**Given problem:** Rename "Annotation task" to "Labeling task" throughout the items below, leaving every other word and line unchanged. Leave the pictures out of your answer.
---------- The input ----------
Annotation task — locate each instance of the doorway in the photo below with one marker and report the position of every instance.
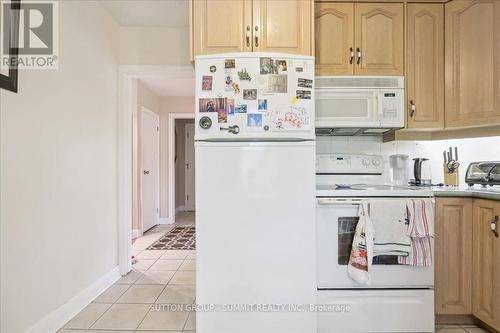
(149, 169)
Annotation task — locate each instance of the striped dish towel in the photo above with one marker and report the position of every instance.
(421, 230)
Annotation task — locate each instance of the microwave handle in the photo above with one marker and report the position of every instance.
(337, 202)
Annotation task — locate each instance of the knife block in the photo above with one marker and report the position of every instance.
(450, 178)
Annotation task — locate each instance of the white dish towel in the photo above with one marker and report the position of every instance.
(391, 227)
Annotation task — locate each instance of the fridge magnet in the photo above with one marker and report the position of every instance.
(222, 116)
(212, 104)
(230, 106)
(230, 63)
(206, 83)
(250, 94)
(266, 66)
(244, 76)
(242, 108)
(254, 120)
(304, 83)
(277, 83)
(228, 83)
(303, 94)
(236, 87)
(262, 104)
(282, 67)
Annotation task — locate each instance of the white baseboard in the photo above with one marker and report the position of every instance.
(55, 320)
(135, 233)
(165, 220)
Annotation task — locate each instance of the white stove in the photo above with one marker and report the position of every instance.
(400, 298)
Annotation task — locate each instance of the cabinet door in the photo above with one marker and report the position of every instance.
(425, 65)
(486, 258)
(378, 29)
(472, 61)
(220, 26)
(282, 26)
(453, 256)
(334, 38)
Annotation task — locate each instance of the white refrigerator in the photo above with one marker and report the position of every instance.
(255, 193)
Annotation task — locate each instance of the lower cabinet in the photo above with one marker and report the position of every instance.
(486, 262)
(467, 258)
(453, 256)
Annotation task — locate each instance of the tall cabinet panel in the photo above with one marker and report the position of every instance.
(472, 62)
(453, 265)
(425, 65)
(378, 29)
(334, 23)
(486, 259)
(282, 26)
(221, 26)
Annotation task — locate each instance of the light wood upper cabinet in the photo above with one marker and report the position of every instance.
(374, 31)
(425, 65)
(282, 26)
(472, 60)
(221, 26)
(334, 24)
(378, 29)
(453, 256)
(486, 259)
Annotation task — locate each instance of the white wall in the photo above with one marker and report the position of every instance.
(154, 46)
(475, 149)
(58, 171)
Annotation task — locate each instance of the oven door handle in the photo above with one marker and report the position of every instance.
(337, 202)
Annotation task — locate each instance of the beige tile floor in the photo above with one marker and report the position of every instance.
(158, 277)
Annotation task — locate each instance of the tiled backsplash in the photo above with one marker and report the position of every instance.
(476, 149)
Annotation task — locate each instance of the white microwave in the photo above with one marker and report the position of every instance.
(359, 105)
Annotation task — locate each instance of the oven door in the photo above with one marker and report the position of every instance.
(336, 220)
(346, 108)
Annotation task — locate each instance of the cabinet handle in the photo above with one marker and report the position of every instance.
(494, 226)
(248, 35)
(256, 36)
(413, 108)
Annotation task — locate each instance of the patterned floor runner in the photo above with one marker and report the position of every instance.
(179, 238)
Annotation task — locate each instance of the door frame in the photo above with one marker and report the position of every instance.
(127, 103)
(186, 147)
(171, 160)
(156, 171)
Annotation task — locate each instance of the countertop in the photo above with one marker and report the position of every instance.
(466, 191)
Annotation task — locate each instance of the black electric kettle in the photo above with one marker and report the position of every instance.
(421, 172)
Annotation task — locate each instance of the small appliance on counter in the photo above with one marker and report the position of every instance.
(450, 167)
(483, 173)
(400, 166)
(421, 172)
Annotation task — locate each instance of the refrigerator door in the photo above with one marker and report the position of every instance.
(255, 235)
(254, 96)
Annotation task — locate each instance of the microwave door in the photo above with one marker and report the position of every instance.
(346, 108)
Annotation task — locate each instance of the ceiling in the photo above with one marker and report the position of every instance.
(163, 86)
(149, 13)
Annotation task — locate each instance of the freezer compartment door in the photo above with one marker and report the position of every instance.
(255, 235)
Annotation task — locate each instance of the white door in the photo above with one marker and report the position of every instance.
(149, 138)
(189, 200)
(255, 234)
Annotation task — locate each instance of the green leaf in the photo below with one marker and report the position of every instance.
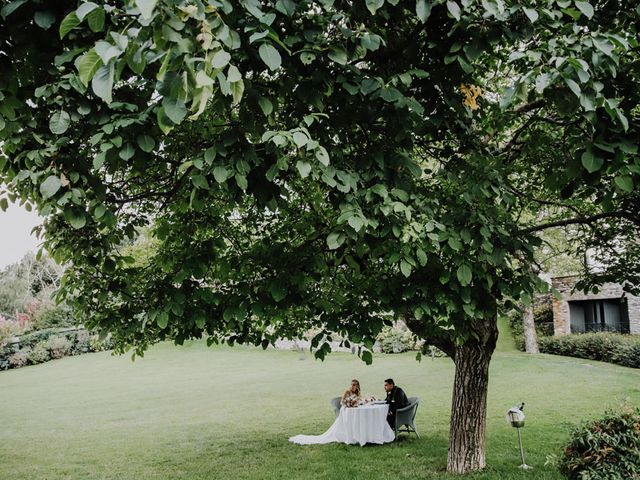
----------
**Correct output:**
Labeling task — locate each instance of the doorway in the photo below with one marker and report the position of every instance.
(149, 169)
Labeling task — locate each instance of the striped dish towel in the photo above with one marker and report the position of every instance.
(421, 230)
Labeling task — locate each instance of the microwave handle in the photo above with one marker and report the position of every instance.
(337, 202)
Labeling task — locate each instance of the knife block in the photo above with one marker and report the position of every instance.
(450, 178)
Labeling task — locate each instance of the white dish towel in the photo above with one marker and report the position of every instance.
(391, 227)
Labeling task — locate each instance of the fridge magnet in the photo above with one marker and report the position of every instance.
(222, 116)
(212, 104)
(230, 106)
(230, 63)
(206, 83)
(250, 94)
(266, 66)
(244, 76)
(242, 108)
(254, 120)
(304, 83)
(277, 83)
(228, 83)
(303, 94)
(236, 87)
(262, 104)
(282, 67)
Labeling task — locate each instance of the white baseboard in the photo above with one marker and report the position of every instance.
(55, 320)
(135, 233)
(165, 220)
Labeling task — locate each instance of the white stove in the photo above with one marker and report the position of every instance.
(400, 298)
Labeling task — locate each instance of the cabinet door in the photo above with one marker and report the position of every instance.
(425, 65)
(486, 258)
(378, 29)
(472, 61)
(220, 26)
(282, 26)
(453, 256)
(334, 38)
Labeling task — locate each instance of the white refrigerator in the photo above with one marker and report the position of every instance.
(255, 193)
Labeling task — locate each instance of the lower cabinet in the photo above with one marker and report the position of every instance.
(486, 262)
(467, 258)
(453, 256)
Labeling task — locate each instance of the tall cabinet panel in the photo above with one marker and report the position of every instance.
(472, 62)
(453, 265)
(425, 65)
(378, 29)
(334, 23)
(486, 259)
(282, 26)
(221, 26)
Labeling task — locate each instance of the light wood upper cabinet in the photo above with one marker and report the position of every instance.
(374, 31)
(425, 65)
(282, 26)
(472, 60)
(221, 26)
(334, 24)
(378, 29)
(453, 256)
(486, 259)
Labeling task — locate each instance of the white wall in the photo above with one marker and report the position of every instance.
(154, 46)
(475, 149)
(58, 171)
Labeling task — locate each instance of the oven door handle in the photo above with one marker and report the position of every instance.
(337, 202)
Labeling task — locate each instance of the beige tile floor in the photo above with one marker and report the position of every instance.
(158, 277)
Labeling task — locate each instance of the tiled backsplash in the photo above with one marker and report the position of every instance.
(476, 149)
Labeling task — locate each instance of the white microwave in the photo above with one marker and report the position of every instance.
(359, 105)
Labeling task — locate each instance of the oven door in the photo above with one marker and report the position of every instance.
(336, 220)
(346, 108)
Labeling task — locate each instance of the cabinet handle in the photo above with one marker and report the position of every instance.
(494, 226)
(248, 35)
(256, 36)
(413, 108)
Labeling task — locate each instance of the patterned floor runner in the photo above with one marker and report the position of every instance.
(179, 238)
Labeling task — locate each instance of the door frame in the photo above with one marker and report the position of every instance.
(127, 103)
(186, 147)
(171, 160)
(156, 171)
Labeling task — locate each instance of the countertop in the photo above with one marker and report the position of every instance.
(466, 191)
Labeling task — locate each instance of the black electric kettle in the photo above with one marker and report the position of every instance.
(421, 172)
Labeling task — locate each instance of the small appliance on counter in the photo above with one marker and report the position of every instance.
(450, 167)
(483, 173)
(400, 166)
(421, 172)
Labeling task — locate each instance of the refrigerator door in the photo above with one marker and report the position of every instance.
(255, 235)
(254, 96)
Labeling task — locate each instance of the microwave door in the photo above with one marker and report the position of every instance.
(346, 108)
Labeling task — locate each instance of the ceiling in the photo above with one marker and report the position of every instance.
(163, 86)
(149, 13)
Labeling task — locate each instance of the freezer compartment door in the photo above with one marker and report the position of every instance.
(255, 235)
Labeling task — locate each instance of the white door in the photo above with one marker and report the position of every instance.
(149, 138)
(189, 200)
(255, 234)
Labeling task — locate each instance of the green leaf in the photo below with one marker and report the position of every instance.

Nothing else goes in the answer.